Space News
space history and artifacts articles

Messages
space history discussion forums

Sightings
worldwide astronaut appearances

Resources
selected space history documents

Websites
related space history websites

  collectSPACE: Messages
  Patches & Pins
  Beta Cloth Patches

Post New Topic  Post A Reply
profile | register | preferences | faq | search

next newest topic | next oldest topic
Author Topic:   Beta Cloth Patches
The Dish
New Member

Posts:
From:
Registered:

posted 09-18-2002 08:23 AM     Click Here to See the Profile for The Dish   Click Here to Email The Dish     Edit/Delete Message   Reply w/Quote
I notice quite a few Beta cloth patches on eBay. Does someone still print these today or are they from the time of the missions? I see it mentioned that Owens Corning are the producers of some. How rare are they? What sort of price would one expect to pay? Any information would be greatly appreciated.

Peter Kemp
Member

Posts: 89
From: Chelmsford, Essex, United Kingdom
Registered: Jul 2002

posted 10-24-2002 04:45 PM     Click Here to See the Profile for Peter Kemp   Click Here to Email Peter Kemp     Edit/Delete Message   Reply w/Quote
I bought a number of these Beta Cloth Patches last May when quite a few were auctioned on eBay including a 4" NASA Vector, Apollo 13, Skylab(s) 2 and 3, ASTP Crew Patch and a very small American Flag.

Two of the patches were printed on quite large pieces of beta cloth and were still marked with the characteristic "cutting lines."

I got into a bit of a bidding war and paid about $125 for a couple of them and if I remember correctly something like $80 for the others. I think the total was the best part of $700 with shipping to my home in the UK. On reflection I paid silly prices but being relatively new to the process I made the classic mistake of not sticking to my budget.

Similar patches sold more recently have gone for considerably less. I didn't expect my patches to be "original era" but I began to hear stories from more knowledgeable collectors of a "cottage industry" producing silk screen copies.

I was going to use mine to put together a display item for our new National Space Museum here in the UK so I asked for got with no trouble, a COA from the seller.

The COA (for what its worth) states: "This is to certify that the Beta Cloth Patches sold to Peter Kemp by myself on eBay are printed on authentic beta cloth spacesuit material manufactured for NASA on fabric produced by Owens Corning Corporation for the Apollo Space Program in the 1960's and 1970's. They are original Patches and not copies."

As I still had a few doubts about the origin of my patches, in particular as the same seller has offered similar ones for sale on at least two more occasions since I purchased mine, I decided I should not use them in the exhibit I was planning.

If the beta cloth material is genuine then I suppose these patches are an interesting artefact in a collection, especially if like me you can't afford the sought after signed examples but there is no way I would again pay anything like I did for the ones I bought.

Currently on offer on eBay is a framed set of Beta Cloth Apollo Mission Patches which appears to be a promotional item produced by Owens Corning in the 1970's. The latest high bid in only slightly higher than the price I paid for one of mine!

§ RECORDS FOR THIS EXERCISE:
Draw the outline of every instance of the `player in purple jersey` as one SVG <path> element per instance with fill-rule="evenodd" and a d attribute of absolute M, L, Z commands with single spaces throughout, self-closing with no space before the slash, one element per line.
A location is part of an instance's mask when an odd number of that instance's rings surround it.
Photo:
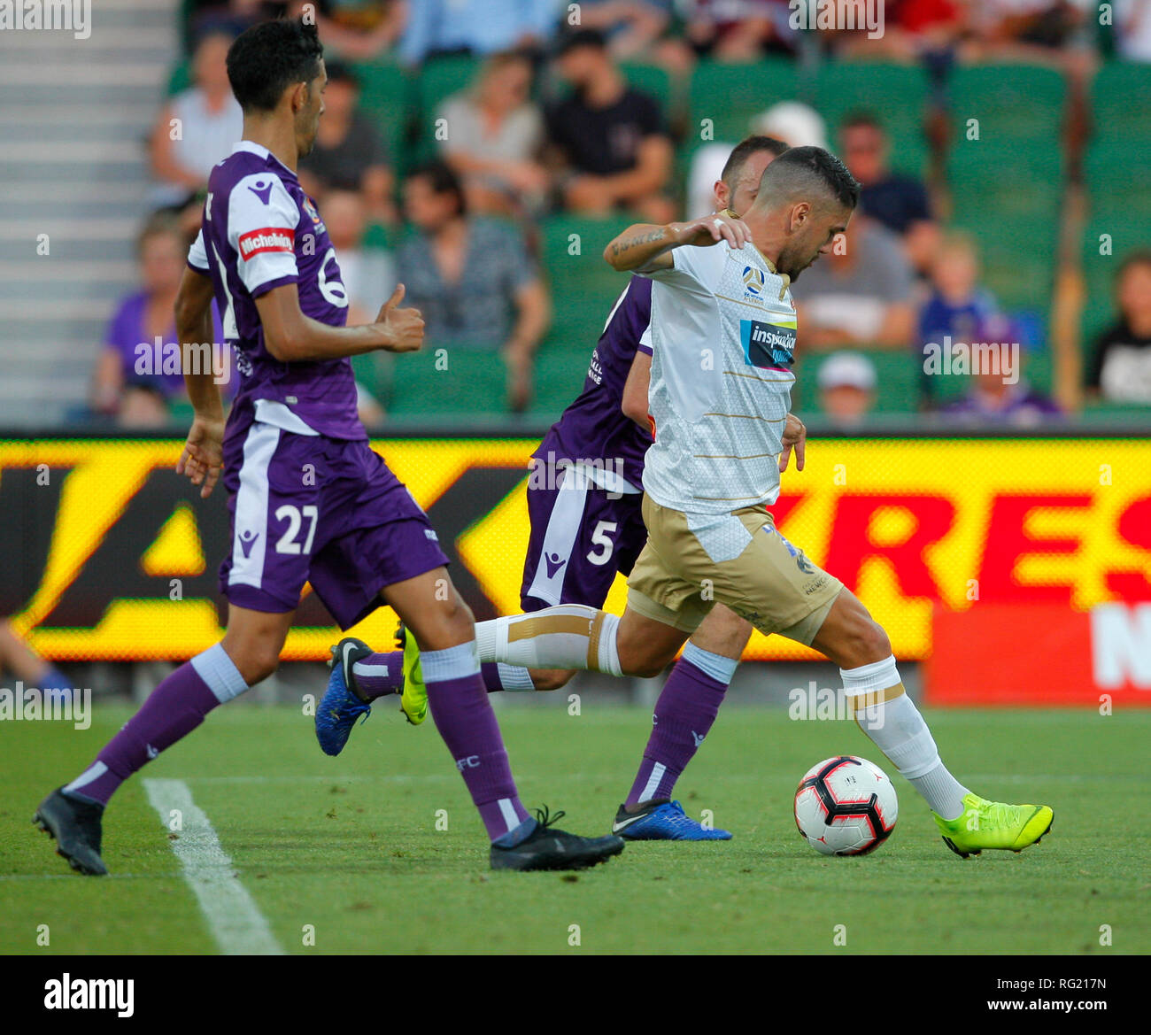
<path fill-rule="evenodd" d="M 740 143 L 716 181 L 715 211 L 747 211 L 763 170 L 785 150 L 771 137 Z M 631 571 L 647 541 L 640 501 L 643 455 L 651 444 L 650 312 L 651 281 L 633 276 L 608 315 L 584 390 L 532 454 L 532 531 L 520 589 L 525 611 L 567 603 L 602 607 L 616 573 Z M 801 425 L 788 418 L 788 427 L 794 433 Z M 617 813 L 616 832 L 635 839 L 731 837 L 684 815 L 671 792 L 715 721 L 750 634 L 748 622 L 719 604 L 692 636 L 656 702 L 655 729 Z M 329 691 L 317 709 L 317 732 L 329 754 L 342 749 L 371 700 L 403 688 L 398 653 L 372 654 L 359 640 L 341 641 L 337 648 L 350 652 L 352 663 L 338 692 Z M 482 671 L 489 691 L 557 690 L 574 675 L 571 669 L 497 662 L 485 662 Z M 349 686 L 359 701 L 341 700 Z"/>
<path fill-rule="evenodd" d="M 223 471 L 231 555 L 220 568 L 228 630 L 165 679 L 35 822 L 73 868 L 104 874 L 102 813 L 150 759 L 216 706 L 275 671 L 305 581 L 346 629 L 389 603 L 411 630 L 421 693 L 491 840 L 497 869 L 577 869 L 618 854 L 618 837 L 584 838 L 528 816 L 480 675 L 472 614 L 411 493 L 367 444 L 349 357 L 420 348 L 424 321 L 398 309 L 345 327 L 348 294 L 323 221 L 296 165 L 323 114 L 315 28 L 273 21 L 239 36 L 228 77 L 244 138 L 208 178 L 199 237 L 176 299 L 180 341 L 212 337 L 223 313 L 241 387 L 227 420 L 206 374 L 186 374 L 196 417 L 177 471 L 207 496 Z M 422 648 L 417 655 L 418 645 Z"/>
==
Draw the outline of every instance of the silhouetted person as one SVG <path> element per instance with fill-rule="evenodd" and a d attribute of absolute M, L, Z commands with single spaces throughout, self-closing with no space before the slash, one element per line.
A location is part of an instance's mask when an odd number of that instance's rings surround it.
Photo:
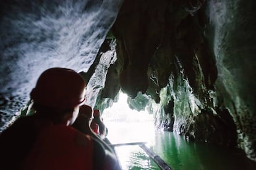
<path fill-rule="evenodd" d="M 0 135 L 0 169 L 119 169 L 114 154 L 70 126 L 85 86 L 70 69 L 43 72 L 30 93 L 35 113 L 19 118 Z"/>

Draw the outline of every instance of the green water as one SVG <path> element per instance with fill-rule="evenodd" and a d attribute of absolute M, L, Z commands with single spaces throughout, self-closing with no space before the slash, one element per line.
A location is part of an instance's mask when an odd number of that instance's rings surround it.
* * *
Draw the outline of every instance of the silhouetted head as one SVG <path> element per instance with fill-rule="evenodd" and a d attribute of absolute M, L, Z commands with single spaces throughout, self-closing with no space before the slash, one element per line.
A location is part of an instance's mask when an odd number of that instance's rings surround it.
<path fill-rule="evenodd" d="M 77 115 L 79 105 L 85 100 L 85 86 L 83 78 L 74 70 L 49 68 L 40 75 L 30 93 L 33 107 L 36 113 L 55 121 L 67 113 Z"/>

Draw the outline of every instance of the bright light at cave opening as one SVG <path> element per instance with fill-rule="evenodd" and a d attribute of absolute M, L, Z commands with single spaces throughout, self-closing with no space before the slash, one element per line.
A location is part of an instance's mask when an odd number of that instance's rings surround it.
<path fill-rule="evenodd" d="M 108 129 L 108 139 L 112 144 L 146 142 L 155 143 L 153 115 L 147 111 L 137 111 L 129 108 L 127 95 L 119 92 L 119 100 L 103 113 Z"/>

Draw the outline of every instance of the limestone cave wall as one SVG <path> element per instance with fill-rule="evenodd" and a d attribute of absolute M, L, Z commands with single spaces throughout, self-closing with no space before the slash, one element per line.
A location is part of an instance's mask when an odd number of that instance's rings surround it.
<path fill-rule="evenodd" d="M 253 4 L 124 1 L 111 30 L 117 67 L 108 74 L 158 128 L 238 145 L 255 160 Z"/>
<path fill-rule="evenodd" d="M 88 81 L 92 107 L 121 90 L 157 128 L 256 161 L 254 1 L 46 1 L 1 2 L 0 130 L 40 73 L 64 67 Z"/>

§ TO BE DONE:
A - Find every line in the entries above that contains the word "silhouetted" and copy each of those lines. Uppercase and lowercase letters count as different.
B - Write a continuation of the forum thread on beta cloth patches, picking up after its last sentence.

§ OUTPUTS FOR THE TASKS:
A -
Draw the outline of every instance of the silhouetted person as one SVG <path> element per instance with fill-rule="evenodd" and a d attribute of absolute M, L, Z commands with single spaces throughout, self-closing with no space before the slash, one element per line.
Draw the outline of every instance of the silhouetted head as one SVG <path> element per instance with fill-rule="evenodd" and a d attribute of absolute M, L, Z commands with single spaces throughout, self-closing with no space before the slash, one element per line.

B -
Hope this information is of some help.

Peter Kemp
Member

Posts: 89
From: Chelmsford, Essex, United Kingdom
Registered: Jul 2002

posted 10-24-2002 05:20 PM     Click Here to See the Profile for Peter Kemp   Click Here to Email Peter Kemp     Edit/Delete Message   Reply w/Quote
I've done a little research since sending you my reply and I found the following further information in the form of a post to from a collector who asked a similar question to you in May 2001.

It certainly goes a long way to reassure me that the patches I bought although expensive do appear to have some "originality" associated with them.

These patches are all originals, they were made in the 1960s and 1970s by the Screen Print Corp. of Coventry Rhode Island using beta cloth supplied by Owens Corning under contract with NASA .

This is in the same town in which I live today. I have owned a coin and antiques store for about 27 years. In 1974 when I first opened my store I purchased a small quantity of these patches, as they were made here, there was not to much interest in them. They were packed away in my storage unit until I came across them about one and half years ago. I started listing them on eBay. I put them on every so often.

About six mounts ago I received a email from someone looking to buy some that I did not have. I started to make inquiries in the area, and also ran an ad for about five months looking to buy more of these patches. I did buy some from some of the old employees of the company that had made then and even met with the owner of the factory. He also had a grouping that I bought.

I found out that the company went bankrupt in 1983, there are no records left and that the screens used to print the patches have been donated to the Smithsonian. The patches were printed using many different colors that were applied one color at a time. They were very good at mixing colors and it is doubtful that someone could copy them.

The Dish
New Member

Posts:
From:
Registered:

posted 10-26-2002 05:07 AM     Click Here to See the Profile for The Dish   Click Here to Email The Dish     Edit/Delete Message   Reply w/Quote
Thanks for the information. At times, it's hard to know the details of something you see and think would make a great addition to your collection. No one likes to pay too much for something, but I think very few of us could say we have never got caught up in the excitement of trying to add that special piece to the collection. I've been there a few times.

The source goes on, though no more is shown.